-- Written task --
From the European School text, quote everything from "The first European" down to "to European institutions." word for word.

= European School =

Type of international school

A European School (Schola Europaea) is a type of international school emphasising a multilingual and multicultural pedagogical approach to the teaching of nursery, primary and secondary students, leading to the European Baccalaureate as their secondary leaving qualification. Each European School is set up, financed, and operated by the international organisation, the "European Schools", controlled jointly by the member states of the European Union and the European Commission. The schools prioritise, for enrolment purposes, the children of EU staff.

The first European School, founded in Luxembourg, in 1953, had the objective of providing an education to the children of employees of the institutions of the European Coal and Steel Community — a forerunner of today's European Union. Originally, a private initiative of employees of the ECSC, the concept attracted the attention of EU founding father, Jean Monnet as capturing the spirit of the post-war effort to reconcile and integrate Europe.

As of September 2017, there are thirteen European Schools located in six EU member states in close proximity to European institutions.

Since 2005, upon a recommendation of the European Parliament, the title of an "Accredited European School" has been available for schools under national jurisdiction and financing, which have been approved, by the Board of Governors of the European Schools, to offer the European Schools' curriculum and the European Baccalaureate.

==Legal status==
The schools, despite their close connection to the EU, are neither EU bodies, nor under the full jurisdiction of the individual member states of the European Union. They are instead administered and financed through the international organisation "The European Schools", established by means of an intergovernmental treaty, the 1957 Statute of the European School, since repealed and replaced by the 1994 Convention Defining the Statute of the European Schools. All EU member states, as well as the EU itself, and the European Atomic Energy Community (Euratom) are party to this agreement. As part of the UK's withdrawal from the EU, it will remain party to the convention until the end of the academic year ongoing at the end of the transition period. The Schools are legally recognised in all participating jurisdictions as public bodies.

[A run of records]
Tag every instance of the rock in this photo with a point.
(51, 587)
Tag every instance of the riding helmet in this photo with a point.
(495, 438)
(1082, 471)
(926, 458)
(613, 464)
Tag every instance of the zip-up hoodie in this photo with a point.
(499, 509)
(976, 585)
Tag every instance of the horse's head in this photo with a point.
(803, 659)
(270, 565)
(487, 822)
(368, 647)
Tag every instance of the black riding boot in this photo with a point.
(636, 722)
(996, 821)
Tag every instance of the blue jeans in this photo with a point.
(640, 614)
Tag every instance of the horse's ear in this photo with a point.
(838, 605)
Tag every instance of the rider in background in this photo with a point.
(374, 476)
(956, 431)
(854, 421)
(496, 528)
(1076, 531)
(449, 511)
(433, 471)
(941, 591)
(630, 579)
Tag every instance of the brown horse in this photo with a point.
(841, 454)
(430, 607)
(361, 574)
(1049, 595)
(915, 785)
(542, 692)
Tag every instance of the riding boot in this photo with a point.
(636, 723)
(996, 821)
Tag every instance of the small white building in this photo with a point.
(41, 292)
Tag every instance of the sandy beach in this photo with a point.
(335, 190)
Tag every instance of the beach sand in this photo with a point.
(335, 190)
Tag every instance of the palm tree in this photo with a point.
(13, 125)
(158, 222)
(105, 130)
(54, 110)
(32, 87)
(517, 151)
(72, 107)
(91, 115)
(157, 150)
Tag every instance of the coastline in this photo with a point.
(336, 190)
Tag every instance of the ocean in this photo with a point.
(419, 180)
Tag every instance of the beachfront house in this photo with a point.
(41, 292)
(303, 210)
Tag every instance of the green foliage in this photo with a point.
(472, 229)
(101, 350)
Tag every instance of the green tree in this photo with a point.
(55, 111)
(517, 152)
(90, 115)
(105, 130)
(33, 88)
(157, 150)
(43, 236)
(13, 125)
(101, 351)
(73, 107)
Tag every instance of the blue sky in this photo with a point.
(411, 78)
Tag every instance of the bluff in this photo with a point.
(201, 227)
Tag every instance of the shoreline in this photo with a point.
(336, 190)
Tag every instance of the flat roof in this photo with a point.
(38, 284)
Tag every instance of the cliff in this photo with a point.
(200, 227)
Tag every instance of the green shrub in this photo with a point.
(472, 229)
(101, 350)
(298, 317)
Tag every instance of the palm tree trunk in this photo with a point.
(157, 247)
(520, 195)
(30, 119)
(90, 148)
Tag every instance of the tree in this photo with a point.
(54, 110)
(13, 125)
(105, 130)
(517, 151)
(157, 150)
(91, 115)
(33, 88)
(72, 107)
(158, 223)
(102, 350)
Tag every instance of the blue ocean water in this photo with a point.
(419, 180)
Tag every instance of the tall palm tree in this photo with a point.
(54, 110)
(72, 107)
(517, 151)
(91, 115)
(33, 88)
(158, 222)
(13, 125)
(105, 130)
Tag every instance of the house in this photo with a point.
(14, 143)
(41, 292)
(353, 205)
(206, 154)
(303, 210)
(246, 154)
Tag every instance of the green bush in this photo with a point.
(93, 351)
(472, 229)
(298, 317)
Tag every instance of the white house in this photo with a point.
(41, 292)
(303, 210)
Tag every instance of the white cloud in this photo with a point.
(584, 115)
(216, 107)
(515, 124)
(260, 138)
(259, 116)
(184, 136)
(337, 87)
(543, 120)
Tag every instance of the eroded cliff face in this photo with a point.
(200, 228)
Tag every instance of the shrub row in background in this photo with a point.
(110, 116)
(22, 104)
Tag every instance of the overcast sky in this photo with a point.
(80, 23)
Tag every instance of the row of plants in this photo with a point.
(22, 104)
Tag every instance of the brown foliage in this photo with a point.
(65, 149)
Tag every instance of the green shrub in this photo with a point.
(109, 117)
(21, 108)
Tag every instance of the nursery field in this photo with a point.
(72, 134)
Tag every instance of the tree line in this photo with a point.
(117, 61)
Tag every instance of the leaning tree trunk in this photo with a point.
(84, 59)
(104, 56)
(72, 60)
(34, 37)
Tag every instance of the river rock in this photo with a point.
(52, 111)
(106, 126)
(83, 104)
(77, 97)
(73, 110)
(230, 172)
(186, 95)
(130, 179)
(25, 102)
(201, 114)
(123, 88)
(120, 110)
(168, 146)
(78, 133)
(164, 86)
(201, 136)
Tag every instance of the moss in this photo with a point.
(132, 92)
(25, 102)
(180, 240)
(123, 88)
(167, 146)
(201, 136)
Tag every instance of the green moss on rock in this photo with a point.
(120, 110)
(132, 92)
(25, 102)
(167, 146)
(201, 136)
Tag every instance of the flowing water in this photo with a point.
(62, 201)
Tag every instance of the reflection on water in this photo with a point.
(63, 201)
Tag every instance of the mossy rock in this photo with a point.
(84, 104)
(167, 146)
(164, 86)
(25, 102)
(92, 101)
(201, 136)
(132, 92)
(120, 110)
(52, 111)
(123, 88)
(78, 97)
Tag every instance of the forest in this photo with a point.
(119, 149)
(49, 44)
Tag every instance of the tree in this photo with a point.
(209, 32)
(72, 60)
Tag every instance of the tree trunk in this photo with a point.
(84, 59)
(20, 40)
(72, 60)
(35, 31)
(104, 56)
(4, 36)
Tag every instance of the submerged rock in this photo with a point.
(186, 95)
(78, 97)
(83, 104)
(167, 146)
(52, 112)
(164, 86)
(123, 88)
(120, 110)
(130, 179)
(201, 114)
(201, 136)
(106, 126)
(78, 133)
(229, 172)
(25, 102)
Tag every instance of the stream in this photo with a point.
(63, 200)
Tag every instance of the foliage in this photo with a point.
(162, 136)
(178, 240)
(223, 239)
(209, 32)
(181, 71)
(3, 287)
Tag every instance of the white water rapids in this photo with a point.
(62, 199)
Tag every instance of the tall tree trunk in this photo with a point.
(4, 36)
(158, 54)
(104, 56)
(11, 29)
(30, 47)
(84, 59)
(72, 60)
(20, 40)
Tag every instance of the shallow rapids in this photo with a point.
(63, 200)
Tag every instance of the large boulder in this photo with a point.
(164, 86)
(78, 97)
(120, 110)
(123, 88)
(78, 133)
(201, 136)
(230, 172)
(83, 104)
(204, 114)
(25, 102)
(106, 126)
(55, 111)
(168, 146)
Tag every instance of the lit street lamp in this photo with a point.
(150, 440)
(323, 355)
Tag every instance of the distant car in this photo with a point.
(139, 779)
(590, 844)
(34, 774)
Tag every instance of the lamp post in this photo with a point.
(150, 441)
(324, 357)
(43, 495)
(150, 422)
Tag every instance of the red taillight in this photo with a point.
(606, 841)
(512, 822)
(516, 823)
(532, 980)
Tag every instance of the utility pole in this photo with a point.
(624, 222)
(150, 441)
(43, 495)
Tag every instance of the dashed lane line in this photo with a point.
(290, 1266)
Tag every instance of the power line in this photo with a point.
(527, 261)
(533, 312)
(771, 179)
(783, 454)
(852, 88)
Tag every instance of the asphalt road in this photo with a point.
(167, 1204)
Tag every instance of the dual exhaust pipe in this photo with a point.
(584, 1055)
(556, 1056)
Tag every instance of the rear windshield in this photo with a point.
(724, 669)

-- Final result --
The first European School, founded in Luxembourg, in 1953, had the objective of providing an education to the children of employees of the institutions of the European Coal and Steel Community — a forerunner of today's European Union. Originally, a private initiative of employees of the ECSC, the concept attracted the attention of EU founding father, Jean Monnet as capturing the spirit of the post-war effort to reconcile and integrate Europe.

As of September 2017, there are thirteen European Schools located in six EU member states in close proximity to European institutions.